WHAT TO WORK ON: Look for "the form [17,208]." in the listing below, then copy exactly the line it appears in and all lines after it to the end, and nothing more.

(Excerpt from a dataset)

########

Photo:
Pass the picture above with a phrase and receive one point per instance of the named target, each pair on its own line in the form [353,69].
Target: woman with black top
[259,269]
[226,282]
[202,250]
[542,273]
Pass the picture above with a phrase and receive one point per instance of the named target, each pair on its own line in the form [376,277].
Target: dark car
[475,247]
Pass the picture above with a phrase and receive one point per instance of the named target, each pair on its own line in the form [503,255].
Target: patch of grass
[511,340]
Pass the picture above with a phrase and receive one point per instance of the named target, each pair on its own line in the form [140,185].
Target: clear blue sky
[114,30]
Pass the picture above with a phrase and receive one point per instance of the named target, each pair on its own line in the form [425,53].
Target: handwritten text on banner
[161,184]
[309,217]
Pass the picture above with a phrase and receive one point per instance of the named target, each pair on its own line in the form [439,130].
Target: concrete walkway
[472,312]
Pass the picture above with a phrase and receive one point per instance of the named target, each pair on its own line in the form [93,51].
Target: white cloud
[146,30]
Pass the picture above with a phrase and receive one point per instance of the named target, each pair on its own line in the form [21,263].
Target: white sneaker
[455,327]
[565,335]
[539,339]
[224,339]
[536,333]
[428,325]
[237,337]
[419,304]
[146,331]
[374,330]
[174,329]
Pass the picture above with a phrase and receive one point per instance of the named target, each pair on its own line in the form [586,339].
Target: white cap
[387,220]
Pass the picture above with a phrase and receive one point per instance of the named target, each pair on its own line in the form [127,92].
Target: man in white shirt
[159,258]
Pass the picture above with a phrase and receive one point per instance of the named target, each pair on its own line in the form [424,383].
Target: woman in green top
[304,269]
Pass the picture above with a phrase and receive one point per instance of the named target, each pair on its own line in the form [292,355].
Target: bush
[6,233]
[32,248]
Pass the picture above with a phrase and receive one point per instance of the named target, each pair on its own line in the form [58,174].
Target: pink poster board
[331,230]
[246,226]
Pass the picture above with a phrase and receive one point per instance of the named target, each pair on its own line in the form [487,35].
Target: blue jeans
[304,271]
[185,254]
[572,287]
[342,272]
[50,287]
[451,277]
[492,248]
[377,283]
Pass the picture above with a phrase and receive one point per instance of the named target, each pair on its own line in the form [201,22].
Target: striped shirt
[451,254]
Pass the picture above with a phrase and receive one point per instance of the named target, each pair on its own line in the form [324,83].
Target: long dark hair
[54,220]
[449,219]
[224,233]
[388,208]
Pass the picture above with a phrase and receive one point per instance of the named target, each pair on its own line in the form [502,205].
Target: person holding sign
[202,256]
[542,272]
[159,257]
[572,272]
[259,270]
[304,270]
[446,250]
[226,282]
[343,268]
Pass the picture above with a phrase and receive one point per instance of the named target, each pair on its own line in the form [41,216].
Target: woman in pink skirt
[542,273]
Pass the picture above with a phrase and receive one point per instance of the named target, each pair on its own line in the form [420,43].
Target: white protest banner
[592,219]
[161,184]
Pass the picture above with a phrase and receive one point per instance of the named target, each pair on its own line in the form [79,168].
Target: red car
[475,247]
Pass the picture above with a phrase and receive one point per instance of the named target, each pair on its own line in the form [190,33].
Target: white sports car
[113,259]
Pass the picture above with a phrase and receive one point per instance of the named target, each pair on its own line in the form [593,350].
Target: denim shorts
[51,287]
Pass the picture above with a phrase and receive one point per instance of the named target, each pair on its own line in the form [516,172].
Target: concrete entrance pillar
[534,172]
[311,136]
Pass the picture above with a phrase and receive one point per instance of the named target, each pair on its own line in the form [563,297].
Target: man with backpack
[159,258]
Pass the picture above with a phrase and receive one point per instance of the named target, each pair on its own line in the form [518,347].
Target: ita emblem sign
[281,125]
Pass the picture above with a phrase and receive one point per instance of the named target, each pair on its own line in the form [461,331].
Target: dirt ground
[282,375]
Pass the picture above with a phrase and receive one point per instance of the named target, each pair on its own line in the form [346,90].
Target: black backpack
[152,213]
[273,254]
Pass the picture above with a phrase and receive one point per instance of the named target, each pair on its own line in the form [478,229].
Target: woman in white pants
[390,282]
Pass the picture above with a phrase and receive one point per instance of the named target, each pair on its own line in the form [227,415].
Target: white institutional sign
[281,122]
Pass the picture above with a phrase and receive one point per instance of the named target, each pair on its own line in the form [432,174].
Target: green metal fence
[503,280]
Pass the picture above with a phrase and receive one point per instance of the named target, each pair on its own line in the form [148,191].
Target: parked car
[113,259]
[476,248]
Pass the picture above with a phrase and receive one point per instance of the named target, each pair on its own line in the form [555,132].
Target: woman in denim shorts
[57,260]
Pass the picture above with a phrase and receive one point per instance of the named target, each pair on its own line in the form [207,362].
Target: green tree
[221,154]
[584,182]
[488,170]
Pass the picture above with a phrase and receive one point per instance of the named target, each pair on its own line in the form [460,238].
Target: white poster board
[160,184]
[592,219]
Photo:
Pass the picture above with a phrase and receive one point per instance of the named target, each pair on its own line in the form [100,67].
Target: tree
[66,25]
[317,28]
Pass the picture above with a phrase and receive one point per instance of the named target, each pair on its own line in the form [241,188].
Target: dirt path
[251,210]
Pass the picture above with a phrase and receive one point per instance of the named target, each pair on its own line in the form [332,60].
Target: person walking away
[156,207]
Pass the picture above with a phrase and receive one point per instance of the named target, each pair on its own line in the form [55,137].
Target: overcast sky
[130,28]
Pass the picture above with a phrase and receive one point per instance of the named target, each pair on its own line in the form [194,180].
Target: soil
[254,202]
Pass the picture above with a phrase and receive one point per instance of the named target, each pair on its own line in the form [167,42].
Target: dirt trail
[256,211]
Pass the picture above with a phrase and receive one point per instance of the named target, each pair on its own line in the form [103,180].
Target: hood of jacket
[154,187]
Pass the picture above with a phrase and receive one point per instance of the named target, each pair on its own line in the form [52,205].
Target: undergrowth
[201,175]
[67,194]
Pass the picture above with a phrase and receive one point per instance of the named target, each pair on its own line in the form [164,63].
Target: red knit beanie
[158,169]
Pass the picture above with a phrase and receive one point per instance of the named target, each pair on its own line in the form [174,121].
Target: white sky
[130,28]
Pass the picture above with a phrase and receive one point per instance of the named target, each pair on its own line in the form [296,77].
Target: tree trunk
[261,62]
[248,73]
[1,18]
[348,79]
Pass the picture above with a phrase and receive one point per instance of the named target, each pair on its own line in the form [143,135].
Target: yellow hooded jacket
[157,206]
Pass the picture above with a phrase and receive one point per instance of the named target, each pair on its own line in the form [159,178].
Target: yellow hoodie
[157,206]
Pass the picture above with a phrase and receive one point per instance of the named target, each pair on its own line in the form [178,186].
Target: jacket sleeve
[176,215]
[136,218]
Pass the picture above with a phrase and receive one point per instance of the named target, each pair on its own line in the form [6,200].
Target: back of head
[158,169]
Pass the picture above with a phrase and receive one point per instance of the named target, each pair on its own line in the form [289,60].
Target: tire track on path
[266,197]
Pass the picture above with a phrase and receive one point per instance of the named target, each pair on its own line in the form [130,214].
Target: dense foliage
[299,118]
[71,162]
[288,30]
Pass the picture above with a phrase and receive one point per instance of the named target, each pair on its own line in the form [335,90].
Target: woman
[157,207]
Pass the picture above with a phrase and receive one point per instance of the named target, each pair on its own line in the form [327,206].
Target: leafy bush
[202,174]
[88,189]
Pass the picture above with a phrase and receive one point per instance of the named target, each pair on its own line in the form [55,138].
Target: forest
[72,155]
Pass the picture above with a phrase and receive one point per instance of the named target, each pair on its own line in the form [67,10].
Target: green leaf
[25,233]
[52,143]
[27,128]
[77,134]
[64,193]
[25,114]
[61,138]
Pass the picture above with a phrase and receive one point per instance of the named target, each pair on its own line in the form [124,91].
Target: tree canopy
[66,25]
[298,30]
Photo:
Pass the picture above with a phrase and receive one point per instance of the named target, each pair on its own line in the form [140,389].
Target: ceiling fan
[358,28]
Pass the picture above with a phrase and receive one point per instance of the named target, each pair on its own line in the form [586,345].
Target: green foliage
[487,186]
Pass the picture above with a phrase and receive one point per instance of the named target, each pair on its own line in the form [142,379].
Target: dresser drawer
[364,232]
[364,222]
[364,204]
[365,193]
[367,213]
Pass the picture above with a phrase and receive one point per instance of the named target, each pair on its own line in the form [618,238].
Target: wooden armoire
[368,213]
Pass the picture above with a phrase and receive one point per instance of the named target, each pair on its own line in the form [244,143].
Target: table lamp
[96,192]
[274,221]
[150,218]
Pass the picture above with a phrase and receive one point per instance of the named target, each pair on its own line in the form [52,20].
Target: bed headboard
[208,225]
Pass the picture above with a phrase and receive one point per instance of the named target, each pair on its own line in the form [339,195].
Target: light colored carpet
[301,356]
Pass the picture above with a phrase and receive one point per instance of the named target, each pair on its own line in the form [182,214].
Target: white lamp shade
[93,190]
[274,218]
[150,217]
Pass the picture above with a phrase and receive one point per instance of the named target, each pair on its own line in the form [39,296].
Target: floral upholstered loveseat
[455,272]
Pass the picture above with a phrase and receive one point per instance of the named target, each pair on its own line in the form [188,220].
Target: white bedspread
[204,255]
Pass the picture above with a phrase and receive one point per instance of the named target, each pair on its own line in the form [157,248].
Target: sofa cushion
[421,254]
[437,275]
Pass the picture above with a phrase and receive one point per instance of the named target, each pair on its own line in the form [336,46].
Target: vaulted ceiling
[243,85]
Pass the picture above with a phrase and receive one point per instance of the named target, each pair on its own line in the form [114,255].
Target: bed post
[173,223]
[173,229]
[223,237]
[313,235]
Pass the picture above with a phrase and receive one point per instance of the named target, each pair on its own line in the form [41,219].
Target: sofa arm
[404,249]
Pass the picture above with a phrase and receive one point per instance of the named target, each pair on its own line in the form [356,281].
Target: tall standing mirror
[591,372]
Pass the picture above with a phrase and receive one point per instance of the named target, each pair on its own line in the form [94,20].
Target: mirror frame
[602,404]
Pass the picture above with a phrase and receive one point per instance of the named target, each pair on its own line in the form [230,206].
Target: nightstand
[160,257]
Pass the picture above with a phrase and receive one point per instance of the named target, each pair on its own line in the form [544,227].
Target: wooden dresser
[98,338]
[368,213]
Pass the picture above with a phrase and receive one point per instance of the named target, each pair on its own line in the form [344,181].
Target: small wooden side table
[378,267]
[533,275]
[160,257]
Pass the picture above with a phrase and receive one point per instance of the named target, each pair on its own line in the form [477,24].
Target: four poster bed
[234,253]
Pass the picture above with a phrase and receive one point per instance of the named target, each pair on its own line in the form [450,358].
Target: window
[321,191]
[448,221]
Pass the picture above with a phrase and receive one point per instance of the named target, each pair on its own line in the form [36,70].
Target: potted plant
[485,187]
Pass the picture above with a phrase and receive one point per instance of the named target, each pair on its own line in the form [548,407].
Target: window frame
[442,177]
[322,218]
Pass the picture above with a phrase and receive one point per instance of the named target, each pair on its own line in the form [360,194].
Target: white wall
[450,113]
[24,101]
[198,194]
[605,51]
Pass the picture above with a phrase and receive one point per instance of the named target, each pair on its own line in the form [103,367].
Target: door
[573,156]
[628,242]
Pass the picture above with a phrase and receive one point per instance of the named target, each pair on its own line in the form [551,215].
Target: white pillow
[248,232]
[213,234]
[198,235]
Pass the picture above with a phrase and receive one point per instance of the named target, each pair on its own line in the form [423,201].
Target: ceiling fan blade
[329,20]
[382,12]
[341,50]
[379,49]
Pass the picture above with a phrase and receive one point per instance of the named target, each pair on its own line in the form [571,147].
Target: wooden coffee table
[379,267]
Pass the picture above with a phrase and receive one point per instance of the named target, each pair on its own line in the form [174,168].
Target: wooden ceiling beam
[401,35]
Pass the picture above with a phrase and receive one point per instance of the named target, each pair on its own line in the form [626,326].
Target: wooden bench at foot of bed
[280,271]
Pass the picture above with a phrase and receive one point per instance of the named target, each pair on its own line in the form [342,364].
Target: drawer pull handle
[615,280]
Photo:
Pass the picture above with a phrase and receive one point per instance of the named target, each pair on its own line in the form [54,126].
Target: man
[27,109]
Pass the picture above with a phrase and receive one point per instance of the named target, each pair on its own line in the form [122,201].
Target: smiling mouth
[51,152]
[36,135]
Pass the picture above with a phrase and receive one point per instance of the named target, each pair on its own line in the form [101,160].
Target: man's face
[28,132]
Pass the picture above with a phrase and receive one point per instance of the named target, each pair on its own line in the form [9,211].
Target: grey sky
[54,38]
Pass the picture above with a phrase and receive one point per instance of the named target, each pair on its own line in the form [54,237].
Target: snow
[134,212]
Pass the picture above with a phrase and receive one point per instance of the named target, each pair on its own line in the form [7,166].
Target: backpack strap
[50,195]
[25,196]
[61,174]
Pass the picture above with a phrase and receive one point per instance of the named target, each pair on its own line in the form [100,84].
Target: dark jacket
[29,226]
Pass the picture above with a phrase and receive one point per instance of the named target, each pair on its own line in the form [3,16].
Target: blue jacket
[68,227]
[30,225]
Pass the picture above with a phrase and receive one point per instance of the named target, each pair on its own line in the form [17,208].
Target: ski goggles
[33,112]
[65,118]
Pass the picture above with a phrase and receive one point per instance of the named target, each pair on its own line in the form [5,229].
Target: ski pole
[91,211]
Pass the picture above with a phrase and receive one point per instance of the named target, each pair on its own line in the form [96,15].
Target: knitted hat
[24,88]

########

OUTPUT:
Pass the picture above with a phrase and receive one point per instance of the named target, each pair on its own line in the form [17,208].
Target: ski goggles
[33,112]
[65,118]
Pass the picture above with a phrase and receive one point per instance of the named target, each pair on its own line in the form [5,229].
Target: ski pole
[91,211]
Pass the picture above with a phrase and receive one point per instance of the named target, each pair on its own line in the form [96,15].
Target: knitted hat
[24,88]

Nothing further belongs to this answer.